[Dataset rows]
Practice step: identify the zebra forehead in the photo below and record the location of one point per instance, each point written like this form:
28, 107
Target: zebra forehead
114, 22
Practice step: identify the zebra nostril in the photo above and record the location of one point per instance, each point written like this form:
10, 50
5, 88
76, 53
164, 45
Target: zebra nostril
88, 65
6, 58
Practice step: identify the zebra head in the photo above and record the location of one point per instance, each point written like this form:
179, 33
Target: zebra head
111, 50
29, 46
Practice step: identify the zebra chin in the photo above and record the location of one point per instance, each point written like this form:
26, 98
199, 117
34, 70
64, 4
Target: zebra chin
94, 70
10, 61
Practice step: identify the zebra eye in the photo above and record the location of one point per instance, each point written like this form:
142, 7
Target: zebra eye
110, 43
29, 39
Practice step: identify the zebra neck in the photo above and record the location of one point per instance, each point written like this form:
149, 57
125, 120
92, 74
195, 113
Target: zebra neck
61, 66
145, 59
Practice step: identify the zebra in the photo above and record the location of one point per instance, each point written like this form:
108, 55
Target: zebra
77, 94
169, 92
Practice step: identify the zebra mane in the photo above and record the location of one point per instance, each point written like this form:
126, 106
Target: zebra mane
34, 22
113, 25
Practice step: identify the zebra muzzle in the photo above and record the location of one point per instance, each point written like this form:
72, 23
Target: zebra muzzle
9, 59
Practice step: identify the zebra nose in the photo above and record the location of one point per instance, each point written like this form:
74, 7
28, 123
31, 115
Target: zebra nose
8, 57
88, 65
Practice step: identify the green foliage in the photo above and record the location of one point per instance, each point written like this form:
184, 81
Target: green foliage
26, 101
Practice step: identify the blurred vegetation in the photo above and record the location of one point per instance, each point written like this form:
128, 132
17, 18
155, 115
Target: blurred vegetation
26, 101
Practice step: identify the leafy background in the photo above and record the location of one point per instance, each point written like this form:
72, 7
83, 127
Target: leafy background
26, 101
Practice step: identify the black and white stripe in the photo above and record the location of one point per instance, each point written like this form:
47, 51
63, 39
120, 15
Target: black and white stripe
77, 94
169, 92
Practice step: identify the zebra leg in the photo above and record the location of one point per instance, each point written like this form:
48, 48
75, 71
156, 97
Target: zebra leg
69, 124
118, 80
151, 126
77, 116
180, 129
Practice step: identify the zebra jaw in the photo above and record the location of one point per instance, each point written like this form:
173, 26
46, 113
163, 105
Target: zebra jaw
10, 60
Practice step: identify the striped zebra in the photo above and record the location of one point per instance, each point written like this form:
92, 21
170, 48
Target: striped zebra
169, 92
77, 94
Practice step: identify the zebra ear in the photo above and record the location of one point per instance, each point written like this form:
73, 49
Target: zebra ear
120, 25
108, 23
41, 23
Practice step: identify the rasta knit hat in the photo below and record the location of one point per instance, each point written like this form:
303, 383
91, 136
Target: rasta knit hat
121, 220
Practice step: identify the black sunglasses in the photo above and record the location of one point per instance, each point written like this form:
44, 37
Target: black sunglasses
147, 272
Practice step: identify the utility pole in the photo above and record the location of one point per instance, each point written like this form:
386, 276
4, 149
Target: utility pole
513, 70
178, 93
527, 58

• **STATED PROBLEM**
Rewrite everything from the line containing "Practice step: identify the utility" down to the end of the entries, replacing "record" with "note" and leaving all else unchanged.

• **TASK RESPONSE**
Practice step: identify the utility pole in the photo above and note the location of one point per instance, each point written like this form:
386, 276
4, 149
Target: utility pole
513, 70
178, 93
527, 58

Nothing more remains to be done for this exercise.